- _ACTIVITY_
Go to the line below containing "Target: shrub" and print exactly from there through the line containing "Target: distant city skyline", both included. Print nothing else.

- _Items from a dataset_
'''
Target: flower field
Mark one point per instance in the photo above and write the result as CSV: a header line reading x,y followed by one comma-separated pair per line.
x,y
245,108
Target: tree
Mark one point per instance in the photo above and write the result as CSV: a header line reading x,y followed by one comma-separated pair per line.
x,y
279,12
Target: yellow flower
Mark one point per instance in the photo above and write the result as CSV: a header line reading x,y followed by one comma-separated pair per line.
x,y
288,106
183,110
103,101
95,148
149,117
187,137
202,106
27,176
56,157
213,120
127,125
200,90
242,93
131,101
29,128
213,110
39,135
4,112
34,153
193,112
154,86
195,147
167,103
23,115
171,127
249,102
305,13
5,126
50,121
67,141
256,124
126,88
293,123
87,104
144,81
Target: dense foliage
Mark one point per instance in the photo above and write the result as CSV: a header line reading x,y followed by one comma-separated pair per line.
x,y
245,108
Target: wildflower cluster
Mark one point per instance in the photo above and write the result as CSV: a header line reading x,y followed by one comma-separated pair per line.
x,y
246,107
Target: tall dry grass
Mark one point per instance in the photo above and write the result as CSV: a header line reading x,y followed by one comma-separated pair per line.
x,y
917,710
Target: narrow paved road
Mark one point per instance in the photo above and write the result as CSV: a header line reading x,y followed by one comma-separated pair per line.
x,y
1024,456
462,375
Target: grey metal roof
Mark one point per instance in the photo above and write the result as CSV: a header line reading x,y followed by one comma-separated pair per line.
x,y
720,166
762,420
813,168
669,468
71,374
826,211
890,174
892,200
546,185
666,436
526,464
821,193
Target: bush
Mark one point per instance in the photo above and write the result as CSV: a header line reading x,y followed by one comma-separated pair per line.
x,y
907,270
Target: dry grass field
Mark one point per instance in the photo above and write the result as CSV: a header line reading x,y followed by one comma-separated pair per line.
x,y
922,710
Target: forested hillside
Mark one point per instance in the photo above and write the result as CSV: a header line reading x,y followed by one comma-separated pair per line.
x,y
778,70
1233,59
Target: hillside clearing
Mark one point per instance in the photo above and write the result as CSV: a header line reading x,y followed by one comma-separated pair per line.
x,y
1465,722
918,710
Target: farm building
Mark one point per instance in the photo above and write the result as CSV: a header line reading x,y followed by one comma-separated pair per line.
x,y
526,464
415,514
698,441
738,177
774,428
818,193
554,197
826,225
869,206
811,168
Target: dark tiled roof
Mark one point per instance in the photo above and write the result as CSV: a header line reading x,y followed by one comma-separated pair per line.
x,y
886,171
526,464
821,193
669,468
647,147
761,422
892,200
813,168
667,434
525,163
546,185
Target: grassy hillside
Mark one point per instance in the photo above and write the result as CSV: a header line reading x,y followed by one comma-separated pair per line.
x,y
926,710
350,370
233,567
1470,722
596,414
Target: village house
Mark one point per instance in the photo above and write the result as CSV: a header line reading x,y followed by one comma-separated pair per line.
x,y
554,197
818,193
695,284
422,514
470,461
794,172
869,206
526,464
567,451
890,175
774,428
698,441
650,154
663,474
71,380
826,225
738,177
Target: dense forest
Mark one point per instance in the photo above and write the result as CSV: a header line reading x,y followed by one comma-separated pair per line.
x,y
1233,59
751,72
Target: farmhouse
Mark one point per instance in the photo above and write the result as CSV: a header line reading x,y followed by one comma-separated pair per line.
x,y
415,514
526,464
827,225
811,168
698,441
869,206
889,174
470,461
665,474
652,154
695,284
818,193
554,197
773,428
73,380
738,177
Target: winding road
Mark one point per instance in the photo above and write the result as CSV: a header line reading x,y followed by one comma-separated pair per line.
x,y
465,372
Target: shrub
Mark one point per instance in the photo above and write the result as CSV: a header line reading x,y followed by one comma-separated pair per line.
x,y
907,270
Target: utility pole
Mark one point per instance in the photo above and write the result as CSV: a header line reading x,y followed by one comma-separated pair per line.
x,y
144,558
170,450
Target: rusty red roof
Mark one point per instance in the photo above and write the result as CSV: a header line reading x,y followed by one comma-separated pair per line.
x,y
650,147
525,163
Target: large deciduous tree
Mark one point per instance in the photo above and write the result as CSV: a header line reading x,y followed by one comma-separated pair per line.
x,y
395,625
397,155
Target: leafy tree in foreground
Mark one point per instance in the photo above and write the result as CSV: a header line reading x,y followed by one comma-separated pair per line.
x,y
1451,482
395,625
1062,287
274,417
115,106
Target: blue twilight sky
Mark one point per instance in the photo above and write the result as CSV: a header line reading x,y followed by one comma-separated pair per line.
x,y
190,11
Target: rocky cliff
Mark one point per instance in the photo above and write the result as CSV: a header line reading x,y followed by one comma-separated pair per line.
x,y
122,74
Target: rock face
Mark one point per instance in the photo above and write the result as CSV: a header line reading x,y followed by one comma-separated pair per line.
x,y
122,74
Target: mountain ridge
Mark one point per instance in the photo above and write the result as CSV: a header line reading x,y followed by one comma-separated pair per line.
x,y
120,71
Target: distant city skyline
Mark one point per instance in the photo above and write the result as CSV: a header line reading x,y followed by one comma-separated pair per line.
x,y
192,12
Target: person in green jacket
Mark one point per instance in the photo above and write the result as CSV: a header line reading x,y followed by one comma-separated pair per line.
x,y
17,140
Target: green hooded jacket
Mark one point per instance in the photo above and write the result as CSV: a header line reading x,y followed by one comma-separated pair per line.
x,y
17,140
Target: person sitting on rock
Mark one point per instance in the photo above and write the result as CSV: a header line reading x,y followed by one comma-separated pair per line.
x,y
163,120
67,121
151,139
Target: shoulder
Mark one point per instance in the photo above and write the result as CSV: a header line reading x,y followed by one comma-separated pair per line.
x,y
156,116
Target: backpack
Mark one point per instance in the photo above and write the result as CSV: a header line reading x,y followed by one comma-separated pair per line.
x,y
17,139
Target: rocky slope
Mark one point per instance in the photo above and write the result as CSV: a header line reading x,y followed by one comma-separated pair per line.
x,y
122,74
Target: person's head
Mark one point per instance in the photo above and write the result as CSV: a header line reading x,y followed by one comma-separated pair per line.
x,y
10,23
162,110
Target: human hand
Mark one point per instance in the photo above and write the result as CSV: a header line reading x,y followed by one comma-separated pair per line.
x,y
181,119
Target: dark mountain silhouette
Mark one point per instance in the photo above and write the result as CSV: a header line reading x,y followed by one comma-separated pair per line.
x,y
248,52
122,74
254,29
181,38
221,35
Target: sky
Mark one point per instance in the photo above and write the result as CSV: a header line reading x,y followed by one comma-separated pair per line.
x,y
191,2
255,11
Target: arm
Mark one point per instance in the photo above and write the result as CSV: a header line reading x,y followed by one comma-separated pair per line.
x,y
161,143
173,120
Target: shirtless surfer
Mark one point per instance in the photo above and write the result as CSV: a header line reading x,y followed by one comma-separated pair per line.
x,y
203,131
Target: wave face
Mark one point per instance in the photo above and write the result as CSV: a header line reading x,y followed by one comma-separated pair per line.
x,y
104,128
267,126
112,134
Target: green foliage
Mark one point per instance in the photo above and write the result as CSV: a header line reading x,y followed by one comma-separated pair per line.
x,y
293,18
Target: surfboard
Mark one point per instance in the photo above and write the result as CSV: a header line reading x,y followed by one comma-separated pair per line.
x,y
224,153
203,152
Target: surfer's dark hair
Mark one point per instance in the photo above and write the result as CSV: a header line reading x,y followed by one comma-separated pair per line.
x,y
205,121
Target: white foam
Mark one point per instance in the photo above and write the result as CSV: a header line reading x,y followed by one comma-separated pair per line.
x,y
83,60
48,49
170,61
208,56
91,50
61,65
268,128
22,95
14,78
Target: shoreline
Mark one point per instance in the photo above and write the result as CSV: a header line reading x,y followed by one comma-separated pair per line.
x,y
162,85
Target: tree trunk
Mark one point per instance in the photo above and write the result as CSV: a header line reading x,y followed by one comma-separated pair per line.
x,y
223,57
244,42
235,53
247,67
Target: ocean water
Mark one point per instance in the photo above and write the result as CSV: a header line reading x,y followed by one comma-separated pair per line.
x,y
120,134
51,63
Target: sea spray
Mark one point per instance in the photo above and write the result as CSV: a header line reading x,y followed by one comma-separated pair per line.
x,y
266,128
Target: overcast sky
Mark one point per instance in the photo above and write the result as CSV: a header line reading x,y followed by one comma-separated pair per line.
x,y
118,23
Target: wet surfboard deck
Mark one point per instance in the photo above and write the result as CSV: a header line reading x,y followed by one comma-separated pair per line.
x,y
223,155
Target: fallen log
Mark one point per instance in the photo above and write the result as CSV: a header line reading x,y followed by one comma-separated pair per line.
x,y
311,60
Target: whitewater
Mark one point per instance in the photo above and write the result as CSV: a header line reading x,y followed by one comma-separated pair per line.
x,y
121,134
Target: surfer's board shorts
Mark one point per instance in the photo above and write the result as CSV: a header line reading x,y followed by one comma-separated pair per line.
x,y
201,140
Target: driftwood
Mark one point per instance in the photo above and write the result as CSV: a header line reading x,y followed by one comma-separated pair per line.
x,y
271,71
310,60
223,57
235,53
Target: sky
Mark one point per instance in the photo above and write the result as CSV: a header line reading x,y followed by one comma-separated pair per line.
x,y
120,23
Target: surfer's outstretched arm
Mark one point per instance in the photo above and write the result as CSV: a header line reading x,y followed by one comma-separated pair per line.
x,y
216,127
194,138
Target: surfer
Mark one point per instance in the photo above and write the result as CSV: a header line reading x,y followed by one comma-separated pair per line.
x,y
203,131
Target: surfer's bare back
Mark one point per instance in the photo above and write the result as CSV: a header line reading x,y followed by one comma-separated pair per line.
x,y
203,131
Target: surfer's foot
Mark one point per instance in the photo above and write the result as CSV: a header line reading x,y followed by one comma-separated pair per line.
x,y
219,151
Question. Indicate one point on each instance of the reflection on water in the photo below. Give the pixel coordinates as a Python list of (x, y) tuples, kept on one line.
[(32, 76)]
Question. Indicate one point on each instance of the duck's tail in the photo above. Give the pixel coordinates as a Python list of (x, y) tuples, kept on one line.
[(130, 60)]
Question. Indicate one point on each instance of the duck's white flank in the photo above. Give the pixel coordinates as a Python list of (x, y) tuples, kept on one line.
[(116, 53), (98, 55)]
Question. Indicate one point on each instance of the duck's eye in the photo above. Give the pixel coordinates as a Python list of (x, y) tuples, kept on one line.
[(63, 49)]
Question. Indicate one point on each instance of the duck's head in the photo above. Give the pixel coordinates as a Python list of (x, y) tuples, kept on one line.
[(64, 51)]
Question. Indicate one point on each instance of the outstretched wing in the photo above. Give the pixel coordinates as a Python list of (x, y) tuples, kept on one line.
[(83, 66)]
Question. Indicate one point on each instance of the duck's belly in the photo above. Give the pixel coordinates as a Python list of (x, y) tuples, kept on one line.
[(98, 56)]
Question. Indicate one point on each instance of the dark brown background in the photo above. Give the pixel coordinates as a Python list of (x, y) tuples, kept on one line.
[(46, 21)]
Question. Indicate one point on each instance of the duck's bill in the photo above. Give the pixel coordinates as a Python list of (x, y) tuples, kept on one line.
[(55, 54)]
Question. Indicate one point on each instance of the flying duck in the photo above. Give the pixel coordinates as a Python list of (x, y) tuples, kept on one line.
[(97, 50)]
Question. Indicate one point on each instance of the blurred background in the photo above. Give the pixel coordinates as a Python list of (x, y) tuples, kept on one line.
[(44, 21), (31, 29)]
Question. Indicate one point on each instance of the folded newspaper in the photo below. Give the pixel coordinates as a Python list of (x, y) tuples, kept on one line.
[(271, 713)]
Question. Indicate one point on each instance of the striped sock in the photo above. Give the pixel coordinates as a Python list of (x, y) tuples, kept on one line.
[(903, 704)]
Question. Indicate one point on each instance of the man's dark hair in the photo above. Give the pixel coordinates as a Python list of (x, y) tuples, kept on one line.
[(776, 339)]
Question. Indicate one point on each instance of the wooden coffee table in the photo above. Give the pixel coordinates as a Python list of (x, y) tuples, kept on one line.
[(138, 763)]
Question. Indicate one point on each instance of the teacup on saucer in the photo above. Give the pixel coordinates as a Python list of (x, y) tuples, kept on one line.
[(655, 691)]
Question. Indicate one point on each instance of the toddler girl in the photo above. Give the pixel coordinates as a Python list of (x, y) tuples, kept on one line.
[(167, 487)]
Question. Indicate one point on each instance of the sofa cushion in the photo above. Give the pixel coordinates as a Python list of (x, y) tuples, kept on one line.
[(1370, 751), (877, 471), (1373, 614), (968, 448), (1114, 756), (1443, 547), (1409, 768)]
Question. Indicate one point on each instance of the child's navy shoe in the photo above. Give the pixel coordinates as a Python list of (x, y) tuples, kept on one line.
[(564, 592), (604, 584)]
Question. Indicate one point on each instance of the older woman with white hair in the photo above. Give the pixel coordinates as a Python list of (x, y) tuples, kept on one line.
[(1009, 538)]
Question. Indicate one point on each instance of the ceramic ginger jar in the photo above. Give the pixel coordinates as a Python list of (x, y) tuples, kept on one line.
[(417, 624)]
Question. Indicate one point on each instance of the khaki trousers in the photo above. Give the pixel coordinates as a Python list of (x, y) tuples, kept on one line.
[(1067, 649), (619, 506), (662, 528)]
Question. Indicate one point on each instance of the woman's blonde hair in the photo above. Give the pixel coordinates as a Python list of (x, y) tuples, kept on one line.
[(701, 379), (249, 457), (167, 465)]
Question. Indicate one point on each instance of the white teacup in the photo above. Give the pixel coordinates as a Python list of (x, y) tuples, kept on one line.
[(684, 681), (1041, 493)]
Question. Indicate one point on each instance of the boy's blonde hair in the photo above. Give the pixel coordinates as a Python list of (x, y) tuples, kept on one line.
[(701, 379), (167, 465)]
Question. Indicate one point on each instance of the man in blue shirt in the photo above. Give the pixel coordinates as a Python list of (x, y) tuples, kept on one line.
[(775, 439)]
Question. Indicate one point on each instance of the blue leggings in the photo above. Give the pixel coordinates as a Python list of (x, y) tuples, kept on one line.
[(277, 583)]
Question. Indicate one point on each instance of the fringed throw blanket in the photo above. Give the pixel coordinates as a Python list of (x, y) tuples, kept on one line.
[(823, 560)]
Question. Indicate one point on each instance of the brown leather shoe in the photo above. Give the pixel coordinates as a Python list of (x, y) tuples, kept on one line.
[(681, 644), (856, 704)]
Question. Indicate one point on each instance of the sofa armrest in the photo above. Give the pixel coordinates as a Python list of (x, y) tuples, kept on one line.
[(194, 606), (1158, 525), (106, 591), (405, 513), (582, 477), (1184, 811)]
'''
- _WRITTEN SOLUTION_
Target: shrub
Mark one point per instance in the photo above and write the result as CSV: a header line reading x,y followed by one comma-separated pair per line.
x,y
907,270
Target: utility pole
Mark one point per instance in the photo above and write the result as CSV: a header line reading x,y followed by one comma-separated pair per line.
x,y
144,558
170,450
Target: rusty red roof
Mark one point per instance in the photo above and write the result as CSV: a header line reading x,y followed by one comma-separated pair per line.
x,y
650,147
525,163
Target: large deciduous tree
Mark one point per instance in the photo above and write the result as CSV: a header line reading x,y followed by one comma-separated pair per line.
x,y
395,625
397,155
Target: leafy tree in foreground
Mark one point per instance in the photo above and write the result as CSV: a header line reading x,y followed by one comma-separated pair per line.
x,y
1451,482
395,625
1062,287
274,417
115,106
Target: blue twilight sky
Mark one point per instance in the photo above and write the result as CSV: a header line reading x,y followed by one comma-separated pair per line.
x,y
190,11
Target: rocky cliff
Mark one point per instance in the photo above and write the result as CSV: a header line reading x,y followed by one comma-separated pair per line.
x,y
122,74
Target: rock face
Mark one point per instance in the photo above and write the result as CSV: a header line reading x,y followed by one comma-separated pair per line.
x,y
122,74
Target: mountain ridge
Mark one point per instance in the photo above and write the result as CSV: a header line reading x,y followed by one comma-separated pair per line.
x,y
120,71
Target: distant city skyline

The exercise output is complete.